EXERCISE =>
Copy out every line in the records below that contains the string "green".

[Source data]
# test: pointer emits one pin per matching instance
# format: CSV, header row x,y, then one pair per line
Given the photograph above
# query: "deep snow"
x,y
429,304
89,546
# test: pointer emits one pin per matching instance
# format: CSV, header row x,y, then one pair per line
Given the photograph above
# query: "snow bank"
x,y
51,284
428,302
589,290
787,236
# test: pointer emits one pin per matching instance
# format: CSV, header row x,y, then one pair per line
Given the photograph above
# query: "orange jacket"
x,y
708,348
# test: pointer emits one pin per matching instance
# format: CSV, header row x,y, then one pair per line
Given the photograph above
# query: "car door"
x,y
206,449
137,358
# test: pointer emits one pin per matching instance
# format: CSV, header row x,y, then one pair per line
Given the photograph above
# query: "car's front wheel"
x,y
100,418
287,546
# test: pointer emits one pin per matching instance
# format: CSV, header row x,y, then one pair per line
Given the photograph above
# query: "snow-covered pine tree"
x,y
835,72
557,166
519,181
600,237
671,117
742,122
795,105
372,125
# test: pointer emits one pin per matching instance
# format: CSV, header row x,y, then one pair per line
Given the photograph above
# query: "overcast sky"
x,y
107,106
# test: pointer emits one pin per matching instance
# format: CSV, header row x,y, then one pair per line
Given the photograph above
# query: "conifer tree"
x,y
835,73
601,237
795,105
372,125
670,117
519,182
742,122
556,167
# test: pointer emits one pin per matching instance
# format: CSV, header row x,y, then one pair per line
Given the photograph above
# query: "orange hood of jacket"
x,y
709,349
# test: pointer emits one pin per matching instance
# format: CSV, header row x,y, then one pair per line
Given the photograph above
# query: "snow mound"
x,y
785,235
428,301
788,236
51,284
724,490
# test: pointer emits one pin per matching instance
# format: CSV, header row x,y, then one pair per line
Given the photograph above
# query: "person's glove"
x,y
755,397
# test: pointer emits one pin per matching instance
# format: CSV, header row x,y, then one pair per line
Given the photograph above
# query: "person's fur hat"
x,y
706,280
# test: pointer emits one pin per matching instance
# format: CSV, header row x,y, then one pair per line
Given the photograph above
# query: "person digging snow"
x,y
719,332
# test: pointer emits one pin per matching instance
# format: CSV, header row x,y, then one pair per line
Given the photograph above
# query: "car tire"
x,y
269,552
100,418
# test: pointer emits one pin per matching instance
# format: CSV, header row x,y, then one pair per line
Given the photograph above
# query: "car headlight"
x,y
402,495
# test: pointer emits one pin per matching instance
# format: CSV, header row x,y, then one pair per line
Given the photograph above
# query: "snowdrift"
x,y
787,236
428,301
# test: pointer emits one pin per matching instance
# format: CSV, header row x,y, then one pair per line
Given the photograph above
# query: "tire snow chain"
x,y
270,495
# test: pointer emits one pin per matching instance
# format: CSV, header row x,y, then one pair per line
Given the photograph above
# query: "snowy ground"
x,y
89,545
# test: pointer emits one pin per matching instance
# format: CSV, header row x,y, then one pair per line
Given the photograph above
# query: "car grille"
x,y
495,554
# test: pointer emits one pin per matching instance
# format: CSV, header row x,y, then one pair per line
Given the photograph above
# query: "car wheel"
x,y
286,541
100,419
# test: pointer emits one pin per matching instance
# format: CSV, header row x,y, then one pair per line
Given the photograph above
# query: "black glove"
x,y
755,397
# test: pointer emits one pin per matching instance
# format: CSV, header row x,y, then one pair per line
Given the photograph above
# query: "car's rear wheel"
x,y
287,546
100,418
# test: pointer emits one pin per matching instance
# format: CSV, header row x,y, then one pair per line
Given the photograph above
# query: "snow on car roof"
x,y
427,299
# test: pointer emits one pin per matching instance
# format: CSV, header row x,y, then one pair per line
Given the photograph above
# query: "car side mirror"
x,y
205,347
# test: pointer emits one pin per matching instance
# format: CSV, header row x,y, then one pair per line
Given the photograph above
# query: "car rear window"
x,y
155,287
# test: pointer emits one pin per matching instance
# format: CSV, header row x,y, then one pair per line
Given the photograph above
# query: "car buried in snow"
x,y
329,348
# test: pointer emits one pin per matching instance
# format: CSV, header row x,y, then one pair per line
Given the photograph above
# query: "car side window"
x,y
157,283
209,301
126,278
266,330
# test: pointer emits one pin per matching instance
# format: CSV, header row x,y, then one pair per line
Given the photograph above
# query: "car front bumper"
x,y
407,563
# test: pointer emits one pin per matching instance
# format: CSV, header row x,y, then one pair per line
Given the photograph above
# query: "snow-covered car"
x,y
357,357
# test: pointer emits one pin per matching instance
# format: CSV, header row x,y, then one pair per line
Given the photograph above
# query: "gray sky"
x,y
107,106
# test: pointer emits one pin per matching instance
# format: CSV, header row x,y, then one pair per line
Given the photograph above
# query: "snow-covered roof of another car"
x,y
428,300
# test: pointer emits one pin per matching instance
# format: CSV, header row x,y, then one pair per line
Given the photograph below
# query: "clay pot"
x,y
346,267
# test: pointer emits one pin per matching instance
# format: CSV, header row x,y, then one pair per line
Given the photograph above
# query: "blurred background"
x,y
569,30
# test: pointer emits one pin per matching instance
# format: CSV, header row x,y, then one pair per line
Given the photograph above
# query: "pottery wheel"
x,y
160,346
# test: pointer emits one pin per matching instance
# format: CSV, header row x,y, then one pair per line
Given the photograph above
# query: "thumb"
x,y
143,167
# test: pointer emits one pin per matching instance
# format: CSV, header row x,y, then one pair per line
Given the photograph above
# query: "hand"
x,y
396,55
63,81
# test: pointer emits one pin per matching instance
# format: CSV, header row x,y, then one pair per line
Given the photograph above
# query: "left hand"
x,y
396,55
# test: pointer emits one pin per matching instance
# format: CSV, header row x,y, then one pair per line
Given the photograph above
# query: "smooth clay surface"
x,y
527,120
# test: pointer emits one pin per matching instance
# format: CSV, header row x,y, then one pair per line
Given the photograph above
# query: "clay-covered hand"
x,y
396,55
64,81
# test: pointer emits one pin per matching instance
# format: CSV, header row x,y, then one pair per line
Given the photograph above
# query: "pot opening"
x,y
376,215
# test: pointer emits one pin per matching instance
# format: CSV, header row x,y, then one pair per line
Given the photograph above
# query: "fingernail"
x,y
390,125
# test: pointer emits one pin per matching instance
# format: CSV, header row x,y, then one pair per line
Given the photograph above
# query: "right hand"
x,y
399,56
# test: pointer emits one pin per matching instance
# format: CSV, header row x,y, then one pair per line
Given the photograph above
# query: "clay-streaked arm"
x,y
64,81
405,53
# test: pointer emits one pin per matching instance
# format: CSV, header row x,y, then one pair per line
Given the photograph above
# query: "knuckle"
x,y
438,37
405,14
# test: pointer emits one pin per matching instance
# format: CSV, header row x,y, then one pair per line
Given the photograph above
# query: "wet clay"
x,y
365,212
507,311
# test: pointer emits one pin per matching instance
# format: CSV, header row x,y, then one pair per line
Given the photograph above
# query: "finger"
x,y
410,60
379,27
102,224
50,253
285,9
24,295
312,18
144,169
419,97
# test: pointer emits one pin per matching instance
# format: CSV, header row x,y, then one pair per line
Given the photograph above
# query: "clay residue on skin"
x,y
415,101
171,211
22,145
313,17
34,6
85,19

--

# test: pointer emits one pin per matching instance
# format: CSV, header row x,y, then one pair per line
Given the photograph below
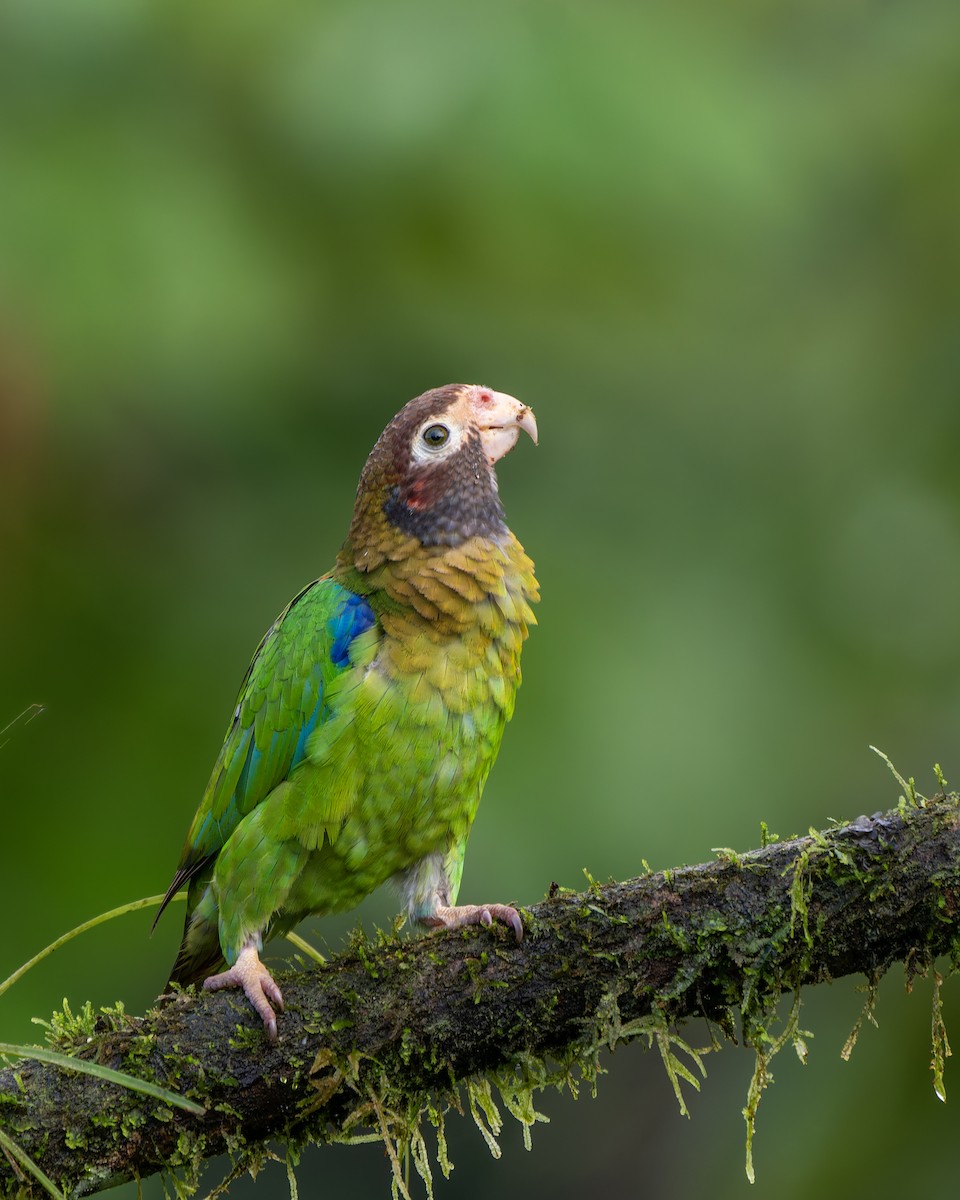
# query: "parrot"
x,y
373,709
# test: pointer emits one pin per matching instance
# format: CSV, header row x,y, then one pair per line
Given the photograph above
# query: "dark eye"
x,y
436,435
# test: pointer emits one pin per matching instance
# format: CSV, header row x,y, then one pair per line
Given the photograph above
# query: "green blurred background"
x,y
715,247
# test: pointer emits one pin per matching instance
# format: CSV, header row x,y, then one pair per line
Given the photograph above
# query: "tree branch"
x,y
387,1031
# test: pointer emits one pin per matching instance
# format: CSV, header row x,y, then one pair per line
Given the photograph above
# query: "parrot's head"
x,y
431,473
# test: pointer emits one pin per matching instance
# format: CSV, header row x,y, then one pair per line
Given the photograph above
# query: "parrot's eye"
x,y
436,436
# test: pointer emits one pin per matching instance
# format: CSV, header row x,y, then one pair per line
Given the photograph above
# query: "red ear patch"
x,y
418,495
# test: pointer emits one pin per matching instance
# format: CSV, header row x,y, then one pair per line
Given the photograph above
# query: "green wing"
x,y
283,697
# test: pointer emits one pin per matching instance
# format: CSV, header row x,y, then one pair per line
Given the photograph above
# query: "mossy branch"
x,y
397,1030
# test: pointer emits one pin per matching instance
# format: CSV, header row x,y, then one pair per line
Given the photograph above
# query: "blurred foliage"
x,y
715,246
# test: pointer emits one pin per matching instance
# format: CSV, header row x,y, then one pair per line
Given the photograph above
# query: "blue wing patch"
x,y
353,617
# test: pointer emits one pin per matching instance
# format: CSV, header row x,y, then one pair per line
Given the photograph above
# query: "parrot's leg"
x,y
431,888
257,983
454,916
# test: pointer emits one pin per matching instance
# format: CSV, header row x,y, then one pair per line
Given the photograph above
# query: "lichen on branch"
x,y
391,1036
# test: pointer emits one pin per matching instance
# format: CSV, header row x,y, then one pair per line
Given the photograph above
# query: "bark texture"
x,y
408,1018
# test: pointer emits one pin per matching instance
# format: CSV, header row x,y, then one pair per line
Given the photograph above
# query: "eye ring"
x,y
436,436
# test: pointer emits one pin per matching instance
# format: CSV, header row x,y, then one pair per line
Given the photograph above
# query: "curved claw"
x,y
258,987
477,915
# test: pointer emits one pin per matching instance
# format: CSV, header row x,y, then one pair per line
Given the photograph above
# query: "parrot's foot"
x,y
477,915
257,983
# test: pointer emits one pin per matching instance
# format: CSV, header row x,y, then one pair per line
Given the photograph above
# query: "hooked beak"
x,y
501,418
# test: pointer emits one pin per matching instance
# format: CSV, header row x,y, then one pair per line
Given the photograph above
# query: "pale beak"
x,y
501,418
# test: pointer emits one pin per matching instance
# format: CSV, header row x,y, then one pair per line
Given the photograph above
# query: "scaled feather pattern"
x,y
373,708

RESPONSE TO THIS TASK =>
# query: "green blurred background"
# query: "green wing"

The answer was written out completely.